== Extracted material ==

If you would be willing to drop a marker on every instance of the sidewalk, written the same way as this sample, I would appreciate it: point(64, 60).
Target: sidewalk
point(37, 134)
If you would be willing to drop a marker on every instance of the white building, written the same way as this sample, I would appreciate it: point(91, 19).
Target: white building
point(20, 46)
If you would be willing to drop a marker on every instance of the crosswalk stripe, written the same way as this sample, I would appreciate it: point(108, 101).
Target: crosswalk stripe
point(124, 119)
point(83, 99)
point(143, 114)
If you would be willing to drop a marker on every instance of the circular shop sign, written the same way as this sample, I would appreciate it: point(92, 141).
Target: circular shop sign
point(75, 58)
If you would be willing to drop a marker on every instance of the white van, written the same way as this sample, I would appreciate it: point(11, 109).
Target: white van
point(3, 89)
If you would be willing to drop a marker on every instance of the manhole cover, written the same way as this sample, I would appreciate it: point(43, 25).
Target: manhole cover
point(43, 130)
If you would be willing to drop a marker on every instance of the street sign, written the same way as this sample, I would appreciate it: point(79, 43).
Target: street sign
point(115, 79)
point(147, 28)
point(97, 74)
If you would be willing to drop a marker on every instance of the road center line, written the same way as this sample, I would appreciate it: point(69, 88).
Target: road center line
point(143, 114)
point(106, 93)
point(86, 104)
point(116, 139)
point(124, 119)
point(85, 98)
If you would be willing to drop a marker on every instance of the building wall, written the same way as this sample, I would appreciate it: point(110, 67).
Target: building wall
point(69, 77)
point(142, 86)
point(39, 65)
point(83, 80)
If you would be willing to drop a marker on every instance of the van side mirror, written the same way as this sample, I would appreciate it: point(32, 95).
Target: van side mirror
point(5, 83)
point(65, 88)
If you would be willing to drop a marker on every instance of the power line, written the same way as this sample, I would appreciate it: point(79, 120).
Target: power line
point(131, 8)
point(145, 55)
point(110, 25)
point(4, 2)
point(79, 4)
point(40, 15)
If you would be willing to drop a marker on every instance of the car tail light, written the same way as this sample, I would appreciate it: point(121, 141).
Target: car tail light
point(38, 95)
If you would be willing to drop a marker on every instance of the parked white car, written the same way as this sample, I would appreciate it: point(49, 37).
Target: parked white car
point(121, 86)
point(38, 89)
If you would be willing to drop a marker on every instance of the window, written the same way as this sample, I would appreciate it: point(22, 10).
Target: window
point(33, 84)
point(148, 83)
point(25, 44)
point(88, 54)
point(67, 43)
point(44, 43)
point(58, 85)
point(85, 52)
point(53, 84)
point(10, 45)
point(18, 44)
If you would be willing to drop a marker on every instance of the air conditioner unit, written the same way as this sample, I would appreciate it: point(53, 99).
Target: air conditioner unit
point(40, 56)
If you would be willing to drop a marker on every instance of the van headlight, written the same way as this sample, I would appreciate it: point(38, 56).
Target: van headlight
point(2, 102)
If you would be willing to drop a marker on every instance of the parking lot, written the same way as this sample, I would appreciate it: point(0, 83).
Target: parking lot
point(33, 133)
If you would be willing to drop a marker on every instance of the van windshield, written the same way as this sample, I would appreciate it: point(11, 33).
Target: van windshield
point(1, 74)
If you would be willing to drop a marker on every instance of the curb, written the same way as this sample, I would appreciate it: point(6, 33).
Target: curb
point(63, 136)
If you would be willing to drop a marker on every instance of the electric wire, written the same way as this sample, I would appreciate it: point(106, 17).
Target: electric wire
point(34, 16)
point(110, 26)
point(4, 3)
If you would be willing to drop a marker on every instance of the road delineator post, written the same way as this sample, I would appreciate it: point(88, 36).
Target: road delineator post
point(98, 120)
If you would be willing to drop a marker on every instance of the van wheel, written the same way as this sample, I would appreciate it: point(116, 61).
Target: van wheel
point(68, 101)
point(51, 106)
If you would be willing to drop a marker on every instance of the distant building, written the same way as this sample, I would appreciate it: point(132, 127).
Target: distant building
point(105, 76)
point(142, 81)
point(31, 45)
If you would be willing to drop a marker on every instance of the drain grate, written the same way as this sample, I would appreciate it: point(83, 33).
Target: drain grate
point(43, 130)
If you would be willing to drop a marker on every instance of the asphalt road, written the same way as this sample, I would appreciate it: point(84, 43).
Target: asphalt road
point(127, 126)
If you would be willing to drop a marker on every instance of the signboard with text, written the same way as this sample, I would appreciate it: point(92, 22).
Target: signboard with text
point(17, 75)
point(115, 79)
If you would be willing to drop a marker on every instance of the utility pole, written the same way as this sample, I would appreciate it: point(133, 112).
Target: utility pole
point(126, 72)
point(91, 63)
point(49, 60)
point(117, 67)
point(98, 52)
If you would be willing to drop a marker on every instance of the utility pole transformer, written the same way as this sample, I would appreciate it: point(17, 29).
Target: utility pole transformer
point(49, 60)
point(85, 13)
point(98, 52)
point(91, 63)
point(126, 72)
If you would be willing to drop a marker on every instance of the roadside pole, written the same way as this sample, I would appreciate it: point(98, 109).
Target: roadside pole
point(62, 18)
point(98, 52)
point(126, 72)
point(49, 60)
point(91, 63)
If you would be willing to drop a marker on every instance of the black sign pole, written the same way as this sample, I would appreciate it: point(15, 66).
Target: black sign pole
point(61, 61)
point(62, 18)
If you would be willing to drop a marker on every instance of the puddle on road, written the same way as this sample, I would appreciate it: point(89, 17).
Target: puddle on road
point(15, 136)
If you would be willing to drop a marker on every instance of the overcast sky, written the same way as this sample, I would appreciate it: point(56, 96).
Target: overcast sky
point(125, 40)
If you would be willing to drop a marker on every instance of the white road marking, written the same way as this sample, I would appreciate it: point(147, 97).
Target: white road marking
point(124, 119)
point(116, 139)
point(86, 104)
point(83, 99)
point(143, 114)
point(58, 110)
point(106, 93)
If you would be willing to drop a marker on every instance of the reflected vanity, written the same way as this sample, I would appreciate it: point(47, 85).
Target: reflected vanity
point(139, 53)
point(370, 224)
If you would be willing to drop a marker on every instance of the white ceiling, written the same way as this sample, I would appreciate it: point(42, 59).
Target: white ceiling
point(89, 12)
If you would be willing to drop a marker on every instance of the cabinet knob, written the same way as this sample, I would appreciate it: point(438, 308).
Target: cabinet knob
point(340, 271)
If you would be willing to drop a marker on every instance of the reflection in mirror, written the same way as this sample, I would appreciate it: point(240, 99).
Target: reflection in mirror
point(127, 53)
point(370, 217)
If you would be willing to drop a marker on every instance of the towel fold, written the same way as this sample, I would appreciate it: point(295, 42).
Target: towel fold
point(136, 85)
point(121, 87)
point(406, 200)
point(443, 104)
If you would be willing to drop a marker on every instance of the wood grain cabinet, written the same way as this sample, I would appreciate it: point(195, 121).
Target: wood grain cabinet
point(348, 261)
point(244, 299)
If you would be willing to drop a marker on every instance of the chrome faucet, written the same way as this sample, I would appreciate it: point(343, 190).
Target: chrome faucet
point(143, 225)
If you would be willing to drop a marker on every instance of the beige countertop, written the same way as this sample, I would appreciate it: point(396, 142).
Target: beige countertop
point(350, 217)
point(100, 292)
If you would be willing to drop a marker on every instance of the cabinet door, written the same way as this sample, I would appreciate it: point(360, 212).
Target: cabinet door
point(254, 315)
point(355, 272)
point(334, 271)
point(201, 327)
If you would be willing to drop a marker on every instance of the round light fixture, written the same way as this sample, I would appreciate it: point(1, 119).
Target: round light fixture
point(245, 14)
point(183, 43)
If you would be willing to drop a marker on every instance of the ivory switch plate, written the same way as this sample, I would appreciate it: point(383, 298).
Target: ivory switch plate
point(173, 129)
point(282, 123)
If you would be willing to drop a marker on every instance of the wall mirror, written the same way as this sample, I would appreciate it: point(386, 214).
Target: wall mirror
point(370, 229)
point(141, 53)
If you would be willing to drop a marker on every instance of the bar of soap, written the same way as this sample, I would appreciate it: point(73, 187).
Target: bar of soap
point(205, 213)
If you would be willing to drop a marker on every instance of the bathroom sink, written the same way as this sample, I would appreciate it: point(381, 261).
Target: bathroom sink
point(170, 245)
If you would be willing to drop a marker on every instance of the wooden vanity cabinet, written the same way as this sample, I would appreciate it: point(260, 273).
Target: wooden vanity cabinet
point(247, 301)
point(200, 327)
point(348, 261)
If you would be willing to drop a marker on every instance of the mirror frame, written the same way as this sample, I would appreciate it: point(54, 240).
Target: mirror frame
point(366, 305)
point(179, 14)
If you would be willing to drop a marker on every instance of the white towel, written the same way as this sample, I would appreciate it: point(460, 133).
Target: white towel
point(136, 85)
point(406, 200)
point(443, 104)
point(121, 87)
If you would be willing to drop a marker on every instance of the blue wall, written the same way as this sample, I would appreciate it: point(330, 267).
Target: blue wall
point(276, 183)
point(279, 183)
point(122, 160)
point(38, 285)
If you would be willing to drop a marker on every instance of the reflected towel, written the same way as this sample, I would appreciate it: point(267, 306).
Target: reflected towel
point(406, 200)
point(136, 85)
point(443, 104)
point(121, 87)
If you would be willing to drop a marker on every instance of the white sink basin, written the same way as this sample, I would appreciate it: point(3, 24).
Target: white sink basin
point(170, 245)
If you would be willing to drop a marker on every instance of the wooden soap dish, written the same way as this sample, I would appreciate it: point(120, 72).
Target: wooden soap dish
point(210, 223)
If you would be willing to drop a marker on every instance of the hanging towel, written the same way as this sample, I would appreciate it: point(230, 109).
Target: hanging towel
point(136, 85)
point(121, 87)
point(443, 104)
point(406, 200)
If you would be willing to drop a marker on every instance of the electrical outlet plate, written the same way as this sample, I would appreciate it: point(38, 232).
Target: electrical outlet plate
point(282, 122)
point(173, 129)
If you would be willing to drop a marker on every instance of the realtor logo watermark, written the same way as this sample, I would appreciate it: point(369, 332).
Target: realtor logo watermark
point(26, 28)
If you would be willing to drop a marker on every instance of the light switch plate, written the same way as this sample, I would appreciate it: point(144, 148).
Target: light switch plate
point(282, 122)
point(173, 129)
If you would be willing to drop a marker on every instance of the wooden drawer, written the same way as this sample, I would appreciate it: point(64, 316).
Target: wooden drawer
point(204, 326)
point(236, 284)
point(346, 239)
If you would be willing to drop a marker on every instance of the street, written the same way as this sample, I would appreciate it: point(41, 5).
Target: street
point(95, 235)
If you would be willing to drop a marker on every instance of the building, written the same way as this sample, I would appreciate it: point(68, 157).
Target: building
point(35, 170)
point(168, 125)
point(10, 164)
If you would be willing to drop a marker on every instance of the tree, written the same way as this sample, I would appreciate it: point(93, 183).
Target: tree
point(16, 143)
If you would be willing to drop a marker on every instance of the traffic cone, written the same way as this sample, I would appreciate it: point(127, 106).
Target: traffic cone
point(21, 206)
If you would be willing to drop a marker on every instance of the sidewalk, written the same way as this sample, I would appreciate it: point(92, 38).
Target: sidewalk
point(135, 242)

===

Starting at the line containing "it: point(92, 38)." and running through the final line of the data, render each line as one string in a JSON list, leaving out any blank lines.

> [Task solution]:
[
  "If you would be willing to drop a marker on every instance of the sidewalk, written the same way as this sample, I would appreciate it: point(92, 38).",
  "Target: sidewalk",
  "point(135, 242)"
]